Stored items from a collection
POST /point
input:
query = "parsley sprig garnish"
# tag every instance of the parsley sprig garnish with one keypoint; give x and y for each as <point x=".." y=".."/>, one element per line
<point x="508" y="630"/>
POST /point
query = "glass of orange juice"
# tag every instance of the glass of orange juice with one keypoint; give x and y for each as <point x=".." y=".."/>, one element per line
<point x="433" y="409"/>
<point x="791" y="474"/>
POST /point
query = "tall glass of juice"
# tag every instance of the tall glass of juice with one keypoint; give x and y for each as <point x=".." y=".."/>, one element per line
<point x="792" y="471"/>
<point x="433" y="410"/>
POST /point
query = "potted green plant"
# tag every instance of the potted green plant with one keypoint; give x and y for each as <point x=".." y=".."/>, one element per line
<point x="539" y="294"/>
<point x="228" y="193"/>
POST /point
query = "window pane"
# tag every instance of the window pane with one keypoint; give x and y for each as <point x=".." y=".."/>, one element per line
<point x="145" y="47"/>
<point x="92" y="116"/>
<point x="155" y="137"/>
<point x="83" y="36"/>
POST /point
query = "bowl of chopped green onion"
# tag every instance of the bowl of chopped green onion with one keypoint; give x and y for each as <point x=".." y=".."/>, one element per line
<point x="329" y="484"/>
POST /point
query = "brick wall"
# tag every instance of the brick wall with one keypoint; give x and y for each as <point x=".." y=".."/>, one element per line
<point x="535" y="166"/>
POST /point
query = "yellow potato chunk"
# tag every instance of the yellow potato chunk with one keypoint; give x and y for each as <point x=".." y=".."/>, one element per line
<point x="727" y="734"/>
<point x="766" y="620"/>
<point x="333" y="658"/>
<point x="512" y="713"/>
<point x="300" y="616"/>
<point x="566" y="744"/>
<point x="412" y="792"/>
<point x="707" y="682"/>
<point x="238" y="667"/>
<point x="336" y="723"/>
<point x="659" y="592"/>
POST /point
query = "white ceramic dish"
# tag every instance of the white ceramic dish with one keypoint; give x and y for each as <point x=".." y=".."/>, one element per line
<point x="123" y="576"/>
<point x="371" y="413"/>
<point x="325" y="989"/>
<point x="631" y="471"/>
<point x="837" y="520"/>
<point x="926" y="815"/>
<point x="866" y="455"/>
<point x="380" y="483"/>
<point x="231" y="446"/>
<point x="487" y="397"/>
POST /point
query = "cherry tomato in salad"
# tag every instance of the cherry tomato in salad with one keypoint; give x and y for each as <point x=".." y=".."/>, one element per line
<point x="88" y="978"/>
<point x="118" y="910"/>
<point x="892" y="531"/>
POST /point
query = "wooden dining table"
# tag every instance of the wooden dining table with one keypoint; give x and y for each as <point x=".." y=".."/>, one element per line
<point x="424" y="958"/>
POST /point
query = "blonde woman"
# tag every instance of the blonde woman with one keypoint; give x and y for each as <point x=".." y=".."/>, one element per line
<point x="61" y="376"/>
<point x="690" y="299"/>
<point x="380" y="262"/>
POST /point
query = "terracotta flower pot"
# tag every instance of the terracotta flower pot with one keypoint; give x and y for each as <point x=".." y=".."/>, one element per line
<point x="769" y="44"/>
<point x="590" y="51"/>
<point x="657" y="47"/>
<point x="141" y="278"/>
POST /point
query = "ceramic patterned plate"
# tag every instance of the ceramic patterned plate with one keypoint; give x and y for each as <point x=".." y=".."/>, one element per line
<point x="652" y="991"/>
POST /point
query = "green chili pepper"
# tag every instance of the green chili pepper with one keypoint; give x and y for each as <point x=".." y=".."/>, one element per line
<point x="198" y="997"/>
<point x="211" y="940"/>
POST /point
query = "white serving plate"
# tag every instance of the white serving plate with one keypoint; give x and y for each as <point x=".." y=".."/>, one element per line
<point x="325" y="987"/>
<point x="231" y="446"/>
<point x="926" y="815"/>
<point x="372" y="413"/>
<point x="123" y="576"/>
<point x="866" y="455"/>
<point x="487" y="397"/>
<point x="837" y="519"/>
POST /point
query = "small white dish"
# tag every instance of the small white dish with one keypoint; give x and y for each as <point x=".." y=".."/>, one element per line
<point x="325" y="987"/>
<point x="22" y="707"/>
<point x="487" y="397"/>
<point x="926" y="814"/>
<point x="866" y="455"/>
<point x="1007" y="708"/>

## [Directive]
Repeat the listing above without any change.

## [Written response]
POST /point
input:
query = "parsley sprig garnish"
# tag every instance of the parsley sprig garnish with one keypoint; give x and y for each as <point x=".." y=".."/>, one element per line
<point x="508" y="630"/>
POST /point
query = "glass of orange juice"
# tag every instance of the glass of orange juice with one keypoint; give x and y for each as <point x=".." y=".."/>, one element per line
<point x="433" y="409"/>
<point x="791" y="474"/>
POST /point
query = "tall glass of juice"
# tag every instance of the tall glass of juice with one keypoint; give x and y for each as <point x=".." y=".."/>, one element per line
<point x="792" y="471"/>
<point x="433" y="410"/>
POST /point
query = "potted green plant"
# tag every instance of the potted green plant with one keypoint; give x and y for each as <point x=".." y=".."/>, one element per line
<point x="539" y="294"/>
<point x="228" y="193"/>
POST /point
query = "window pane"
# tag every instance of the window pane with one keypoint; give x and y for each as <point x=".." y=".."/>, one element per line
<point x="145" y="47"/>
<point x="92" y="116"/>
<point x="155" y="137"/>
<point x="83" y="36"/>
POST /point
query = "bowl of chopped green onion"
# tag every instance of the bowl of chopped green onion with one keypoint; give x and y for each as <point x=".." y=".."/>, one element per line
<point x="329" y="484"/>
POST /point
query = "brick wall"
# tag every instance of the brick wall with one keypoint; give x and y for each as <point x=".." y=".."/>, one element per line
<point x="535" y="166"/>
POST /point
query = "yellow potato chunk"
# tag every instance of the yellow potato chunk with one keypoint; give x and y for each as <point x=".." y=".."/>, one element per line
<point x="727" y="734"/>
<point x="766" y="620"/>
<point x="333" y="658"/>
<point x="512" y="713"/>
<point x="300" y="616"/>
<point x="566" y="744"/>
<point x="412" y="792"/>
<point x="707" y="682"/>
<point x="238" y="667"/>
<point x="336" y="723"/>
<point x="659" y="592"/>
POST /point
query = "white ceramic dish"
# tag every instance of the white ceramic dish with one keypoint; give x and y for each as <point x=".." y=".."/>, one element per line
<point x="123" y="576"/>
<point x="371" y="413"/>
<point x="325" y="989"/>
<point x="631" y="471"/>
<point x="837" y="520"/>
<point x="926" y="815"/>
<point x="866" y="455"/>
<point x="380" y="483"/>
<point x="231" y="446"/>
<point x="487" y="397"/>
POST /point
query = "cherry tomato in salad"
# tag every instance of the cherry tomato in salad with one keypoint; give x and y for each as <point x=".." y=".."/>, one element per line
<point x="88" y="978"/>
<point x="118" y="910"/>
<point x="892" y="531"/>
POST /point
query = "wooden dining table"
# tag every instance of the wooden dining table with one keypoint; give x and y for each as <point x=".." y=".."/>, one element per line
<point x="424" y="958"/>
POST /point
query = "blonde woman"
# tag every instance of the blonde woman with one keypoint; give x and y for each as <point x=".." y=".."/>, one element per line
<point x="61" y="376"/>
<point x="690" y="299"/>
<point x="380" y="262"/>
POST /point
query = "terracotta flower pot"
# tag every instance of the terracotta flower pot with one keypoint; give x and y for each as <point x=".." y=".."/>, one element per line
<point x="769" y="44"/>
<point x="590" y="51"/>
<point x="657" y="47"/>
<point x="141" y="278"/>
POST /point
query = "ceramic patterned plate"
# tag every instance of the ceramic patterned plate with one keypoint; give x and y for each as <point x=".." y=".."/>, one element per line
<point x="652" y="991"/>
POST /point
query = "green chili pepper"
# tag every instance of the green chili pepper with one keypoint; give x and y for each as <point x=".." y=".."/>, one element per line
<point x="198" y="997"/>
<point x="211" y="940"/>
POST /point
query = "white serving plate"
# tag every instance of the white serving plate with one keypoint; give x and y for each as <point x=".." y=".."/>, one element per line
<point x="325" y="987"/>
<point x="231" y="446"/>
<point x="926" y="815"/>
<point x="372" y="413"/>
<point x="123" y="576"/>
<point x="866" y="455"/>
<point x="487" y="397"/>
<point x="837" y="519"/>
POST /point
query = "small white dish"
# tag every instance of the small white dish with one keypoint; give x and y for each as <point x=".." y=".."/>, one element per line
<point x="325" y="987"/>
<point x="22" y="707"/>
<point x="487" y="397"/>
<point x="926" y="814"/>
<point x="866" y="455"/>
<point x="1007" y="708"/>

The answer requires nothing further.